___ SUPPLIED RECORDS ___

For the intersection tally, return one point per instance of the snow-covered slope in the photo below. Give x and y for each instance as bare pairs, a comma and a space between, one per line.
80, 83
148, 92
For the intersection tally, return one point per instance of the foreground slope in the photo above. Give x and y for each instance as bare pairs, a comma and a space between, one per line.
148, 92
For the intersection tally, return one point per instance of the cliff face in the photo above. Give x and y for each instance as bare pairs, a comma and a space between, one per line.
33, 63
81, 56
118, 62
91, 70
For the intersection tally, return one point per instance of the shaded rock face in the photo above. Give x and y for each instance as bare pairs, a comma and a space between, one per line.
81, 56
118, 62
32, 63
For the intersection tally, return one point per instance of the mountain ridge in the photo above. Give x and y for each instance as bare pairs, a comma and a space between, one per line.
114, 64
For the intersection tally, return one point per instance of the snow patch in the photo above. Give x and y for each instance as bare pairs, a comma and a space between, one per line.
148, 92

___

Rewrite the part that opens with the line containing "the snow patch" and runs through the end of the records, requests included. Multiply every coordinate in the answers by 1.9 and round to whole numbers, with halves rounded up.

◆ **ANSWER TO THE TASK**:
For the intersection tally, return one point per instance of the snow patch in the photo above. Give x and y for each instance as bare pairs, a comma and a space between, one per line.
281, 175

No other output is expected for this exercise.